From the records below, pull out every line that contains the word "person".

_Extracted entries_
════════

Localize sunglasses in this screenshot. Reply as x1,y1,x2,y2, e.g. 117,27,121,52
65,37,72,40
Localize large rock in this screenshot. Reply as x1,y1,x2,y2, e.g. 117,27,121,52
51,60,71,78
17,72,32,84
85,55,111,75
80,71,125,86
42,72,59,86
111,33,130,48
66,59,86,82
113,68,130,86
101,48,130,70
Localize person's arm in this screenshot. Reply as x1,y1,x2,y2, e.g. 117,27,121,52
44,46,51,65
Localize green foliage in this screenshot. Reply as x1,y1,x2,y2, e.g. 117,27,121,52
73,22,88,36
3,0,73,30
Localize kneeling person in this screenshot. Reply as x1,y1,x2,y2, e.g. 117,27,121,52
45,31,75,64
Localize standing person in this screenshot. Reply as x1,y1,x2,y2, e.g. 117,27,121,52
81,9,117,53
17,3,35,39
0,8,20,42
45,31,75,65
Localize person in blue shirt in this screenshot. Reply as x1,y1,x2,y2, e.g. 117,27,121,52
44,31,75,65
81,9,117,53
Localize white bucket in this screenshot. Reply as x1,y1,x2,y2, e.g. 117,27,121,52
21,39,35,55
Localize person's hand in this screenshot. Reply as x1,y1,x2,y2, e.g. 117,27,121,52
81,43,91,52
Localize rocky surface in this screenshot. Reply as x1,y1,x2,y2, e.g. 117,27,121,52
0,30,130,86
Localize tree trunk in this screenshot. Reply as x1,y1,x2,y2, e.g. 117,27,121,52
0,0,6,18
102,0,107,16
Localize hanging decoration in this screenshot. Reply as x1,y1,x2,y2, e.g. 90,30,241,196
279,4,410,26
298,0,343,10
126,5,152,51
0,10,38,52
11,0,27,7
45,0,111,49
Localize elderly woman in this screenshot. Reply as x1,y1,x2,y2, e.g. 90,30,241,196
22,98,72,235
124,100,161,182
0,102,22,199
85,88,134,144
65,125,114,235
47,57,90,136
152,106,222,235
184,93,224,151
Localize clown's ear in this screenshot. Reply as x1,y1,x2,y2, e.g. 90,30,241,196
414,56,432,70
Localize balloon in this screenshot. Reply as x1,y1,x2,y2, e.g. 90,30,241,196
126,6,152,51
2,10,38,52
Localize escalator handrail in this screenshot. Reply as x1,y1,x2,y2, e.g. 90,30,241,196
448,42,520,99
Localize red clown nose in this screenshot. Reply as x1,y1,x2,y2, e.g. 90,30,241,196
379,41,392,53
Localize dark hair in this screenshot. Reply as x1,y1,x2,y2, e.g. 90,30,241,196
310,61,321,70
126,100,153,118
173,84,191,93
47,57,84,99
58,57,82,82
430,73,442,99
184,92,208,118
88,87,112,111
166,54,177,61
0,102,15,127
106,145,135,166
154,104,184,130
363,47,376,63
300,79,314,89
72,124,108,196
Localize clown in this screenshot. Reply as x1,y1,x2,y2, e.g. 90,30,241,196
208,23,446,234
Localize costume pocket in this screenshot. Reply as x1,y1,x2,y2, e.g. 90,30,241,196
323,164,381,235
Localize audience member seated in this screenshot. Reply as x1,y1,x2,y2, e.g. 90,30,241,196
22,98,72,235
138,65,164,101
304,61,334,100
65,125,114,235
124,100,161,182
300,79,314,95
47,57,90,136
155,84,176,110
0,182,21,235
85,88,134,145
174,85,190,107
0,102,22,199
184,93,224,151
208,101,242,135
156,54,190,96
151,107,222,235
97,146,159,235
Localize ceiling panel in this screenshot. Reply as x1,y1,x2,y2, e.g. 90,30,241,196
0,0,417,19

════════

_Full response_
Localize person's arm in this screenshot. Reply as x1,y1,x2,y2, e.g. 117,27,121,52
Localize kneeling person in this screenshot. Reply as x1,y1,x2,y2, e.g. 117,27,121,52
Localize standing person in this screenshot. Reply as x1,y1,x2,y2, e.g. 117,27,121,52
Localize person in blue shirt in this screenshot. Reply as x1,y1,x2,y2, e.g. 117,27,121,52
Localize person's hand in this screenshot. Reply as x1,y1,x2,y2, e.g. 117,27,121,52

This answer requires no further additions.